## Requests
A. Report how many lines of the entries contain the string "dark", with case counting. Give only the number.
B. Resume the passage on the Blair and Spectra engagement letter, starting after its last sentence.

## Source passage
....................

Spectra did not accept the engagement letter as written, but returned it to Blair with some handwritten changes. Most notable of Spectra’s changes were those in the tail provision: “twenty-four months” was changed to “twelve months,” subsections (i) and (ii) were deleted, and the word “substantive” was inserted before “discussions.”

On May 3, 1995, Blair wrote back to Spectra asking, among other things, that the word “substantive” be deleted. During a telephone conversation on May 31, 1995, Weiss indicated that Spectra was unwilling to delete “substantive” unless “material” was put in its place. John Ettelson, a principal of Blair, commented that Blair would prefer neither qualifier, but chose to stay with “substantive” rather than use “material.”

Blair incorporated these agreed-upon changes into a new draft of the engagement letter that the parties signed on August 24, 1995. The services Blair agreed to perform remained identical to those enumerated in its original proposed engagement letter. However, section two of the engagement letter, which described Blair’s fees, was changed to the following:

“The Company agrees to pay Blair a quarterly retainer fee of $25,000, due upon the execution of this engagement letter. In the event that the Possible Transaction is consummated, the Company will pay or cause to be paid to Blair a fee equal to (i) 1.5% of the Total Consideration received up to $30 million, plus (ii) 6% of the Total Consideration received over $30 million by the Company and its stockholders as a result of such consummation, less the ag*329gregate of all fees theretofore paid pursuant to this Section 2. ‘Total Consideration’ shall mean all cash and securities (whether debt or equity) paid for the stock and/or assets of the Company (including any payment for preferred stock, unexercised stock options or non-compete arrangements) in the Possible Transaction. Total Consideration shall not include the repayment or assumption of the Company’s funded debt or other liabilities as disclosed on the balance sheet as of the date of closing of the possible transaction.” (Emphasis added to show changes from the original.)

Additionally, the relevant part of the tail provision was changed to the following:

“if the Company shall consummate any Possible Transaction within twelve months following such termination with any party with which Blair or the Company has directly or indirectly held substantive discussions prior to such termination, then Blair shall be entitled to the full amount of the fee contemplated by the last sentence of Section 2 hereof.” (Emphasis added.)

....................

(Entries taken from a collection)
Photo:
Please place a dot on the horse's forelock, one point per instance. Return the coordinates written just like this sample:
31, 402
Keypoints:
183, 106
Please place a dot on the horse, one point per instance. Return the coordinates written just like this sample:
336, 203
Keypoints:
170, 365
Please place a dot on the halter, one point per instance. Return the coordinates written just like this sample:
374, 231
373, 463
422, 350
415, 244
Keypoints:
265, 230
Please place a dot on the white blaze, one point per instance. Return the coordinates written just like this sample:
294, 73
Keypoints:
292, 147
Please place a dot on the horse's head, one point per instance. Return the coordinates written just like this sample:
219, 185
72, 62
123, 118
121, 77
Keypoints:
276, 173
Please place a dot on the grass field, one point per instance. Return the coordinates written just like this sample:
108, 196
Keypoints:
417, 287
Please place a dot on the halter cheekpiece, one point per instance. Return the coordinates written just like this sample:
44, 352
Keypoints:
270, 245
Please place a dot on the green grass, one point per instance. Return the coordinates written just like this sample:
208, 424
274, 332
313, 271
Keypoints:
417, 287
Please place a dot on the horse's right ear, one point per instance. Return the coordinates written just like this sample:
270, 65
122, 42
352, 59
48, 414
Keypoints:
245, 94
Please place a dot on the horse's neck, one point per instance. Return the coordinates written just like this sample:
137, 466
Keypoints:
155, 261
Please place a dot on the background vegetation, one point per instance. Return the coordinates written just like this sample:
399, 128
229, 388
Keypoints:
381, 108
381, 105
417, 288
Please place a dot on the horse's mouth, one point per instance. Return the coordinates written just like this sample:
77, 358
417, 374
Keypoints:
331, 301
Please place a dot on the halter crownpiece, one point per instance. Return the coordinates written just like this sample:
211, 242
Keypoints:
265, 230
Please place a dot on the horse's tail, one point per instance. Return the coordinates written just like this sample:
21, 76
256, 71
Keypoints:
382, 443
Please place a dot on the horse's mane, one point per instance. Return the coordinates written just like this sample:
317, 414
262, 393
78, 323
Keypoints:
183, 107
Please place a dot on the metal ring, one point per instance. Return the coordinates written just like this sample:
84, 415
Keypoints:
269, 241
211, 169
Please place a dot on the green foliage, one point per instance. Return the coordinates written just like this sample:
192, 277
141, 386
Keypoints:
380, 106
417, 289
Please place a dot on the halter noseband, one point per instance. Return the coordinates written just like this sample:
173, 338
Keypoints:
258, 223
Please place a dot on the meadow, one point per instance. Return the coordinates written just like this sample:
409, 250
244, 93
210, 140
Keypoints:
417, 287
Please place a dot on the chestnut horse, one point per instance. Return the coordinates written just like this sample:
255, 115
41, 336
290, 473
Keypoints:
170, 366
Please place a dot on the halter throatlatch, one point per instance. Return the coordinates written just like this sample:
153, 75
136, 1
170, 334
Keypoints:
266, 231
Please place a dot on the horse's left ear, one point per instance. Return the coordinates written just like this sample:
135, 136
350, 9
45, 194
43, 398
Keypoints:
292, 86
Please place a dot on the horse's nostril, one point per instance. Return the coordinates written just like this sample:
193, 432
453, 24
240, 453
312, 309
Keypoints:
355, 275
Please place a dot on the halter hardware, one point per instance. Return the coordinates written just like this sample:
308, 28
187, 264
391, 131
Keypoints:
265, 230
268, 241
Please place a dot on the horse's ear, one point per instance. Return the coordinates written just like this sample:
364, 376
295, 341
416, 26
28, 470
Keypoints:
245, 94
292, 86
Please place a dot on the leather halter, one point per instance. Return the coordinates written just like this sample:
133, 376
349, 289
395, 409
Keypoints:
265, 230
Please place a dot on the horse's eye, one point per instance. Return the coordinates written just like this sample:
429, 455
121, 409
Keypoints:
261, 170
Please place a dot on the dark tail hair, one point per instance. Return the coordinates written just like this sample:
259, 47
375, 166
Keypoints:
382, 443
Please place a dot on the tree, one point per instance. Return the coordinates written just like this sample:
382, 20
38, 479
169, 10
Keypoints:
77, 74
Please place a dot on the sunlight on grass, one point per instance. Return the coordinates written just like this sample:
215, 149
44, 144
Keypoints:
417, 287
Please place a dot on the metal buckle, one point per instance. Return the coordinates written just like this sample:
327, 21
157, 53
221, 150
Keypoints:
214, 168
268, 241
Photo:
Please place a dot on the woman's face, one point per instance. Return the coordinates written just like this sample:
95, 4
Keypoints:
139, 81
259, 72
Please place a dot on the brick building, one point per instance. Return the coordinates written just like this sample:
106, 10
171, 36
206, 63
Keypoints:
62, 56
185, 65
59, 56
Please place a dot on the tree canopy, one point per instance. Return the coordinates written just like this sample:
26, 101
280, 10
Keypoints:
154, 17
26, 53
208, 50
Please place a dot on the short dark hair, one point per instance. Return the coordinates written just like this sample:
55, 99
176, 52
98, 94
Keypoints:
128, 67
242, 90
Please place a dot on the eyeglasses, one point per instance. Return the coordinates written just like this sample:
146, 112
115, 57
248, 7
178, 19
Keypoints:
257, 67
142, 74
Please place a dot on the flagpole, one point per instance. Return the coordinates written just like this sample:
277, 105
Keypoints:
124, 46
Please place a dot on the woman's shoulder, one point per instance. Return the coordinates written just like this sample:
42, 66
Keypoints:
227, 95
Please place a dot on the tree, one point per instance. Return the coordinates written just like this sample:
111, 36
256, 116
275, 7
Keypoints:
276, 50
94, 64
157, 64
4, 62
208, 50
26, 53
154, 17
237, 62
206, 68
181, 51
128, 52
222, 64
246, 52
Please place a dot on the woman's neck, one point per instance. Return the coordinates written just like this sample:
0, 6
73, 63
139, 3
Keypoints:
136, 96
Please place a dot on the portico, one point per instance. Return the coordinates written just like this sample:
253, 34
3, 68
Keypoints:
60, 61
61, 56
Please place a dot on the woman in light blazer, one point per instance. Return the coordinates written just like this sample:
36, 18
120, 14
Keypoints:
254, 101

....................

## Response list
A. 2

B.
Shortly thereafter, Spectra deferred any activity under that engagement letter because of what it described as “temporary production problems.” Approximately 2xh years later, Spectra decided that the time was right to again pursue a sale or merger. Spectra and Blair then signed a second engagement letter, dated January 30, 1998, which was identical to the August 24, 1995, engagement letter in all respects except that it acknowledged that the $25,000 retainer fee had already been paid. The parties did not renegotiate any of the terms of the 1998 engagement letter.

Pursuant to the second engagement letter, Blair prepared a “confidential descriptive memorandum” (CDM), a document commonly used in the investment banking industry to generate interest and provide information to prospective purchasers of businesses. The CDM created by Blair for Spectra stated that it did not constitute an offer to sell and that it did not guarantee the accuracy of the information it contained. Nonetheless, it provided fairly detailed information about Spectra, including a history of the company, a summary of its financial data, its strategies, equipment, technology, marketing, distribution, competition, management, and employees. The CDM also contained a “proposed transaction” for the sale of Spectra which set forth Spectra’s goals with regard to the sale and advised that all indications of interest and requests for further information should be directed to Blair.

Next, pursuant to the engagement letter, Blair identified nearly 50 potential companies and contacted them to see if any had interest in receiving information about Spectra. As was the standard practice in investment banking, if a company expressed any interest, Blair would *330require that a confidentiality agreement be signed before providing a CDM in order to protect Spectra’s confidential business information. The confidentiality agreement provided that the recipient of the CDM would use the information solely to evaluate the purchase opportunity and would not hire any of Spectra’s employees. Of the companies contacted, approximately 25 agreed to the confidentiality agreement and were sent CDMs. Of these companies that received CDMs, approximately five or six submitted written expressions of interest, and of those companies, three went further by touring Spectra’s facilities, meeting with company personnel, and “talking numbers.” One company, Mail-Well, went further and obtained detailed financial information not contained in the CDM. In September of 1998, Mail-Well experienced a downturn in its stock price and terminated its inquiries into Spectra. The other two companies that had expressed particular interest, Big Flower Press Holdings, and Golder, Thoma, Cressey, Rauner, Inc., similarly abandoned their inquires into Spectra.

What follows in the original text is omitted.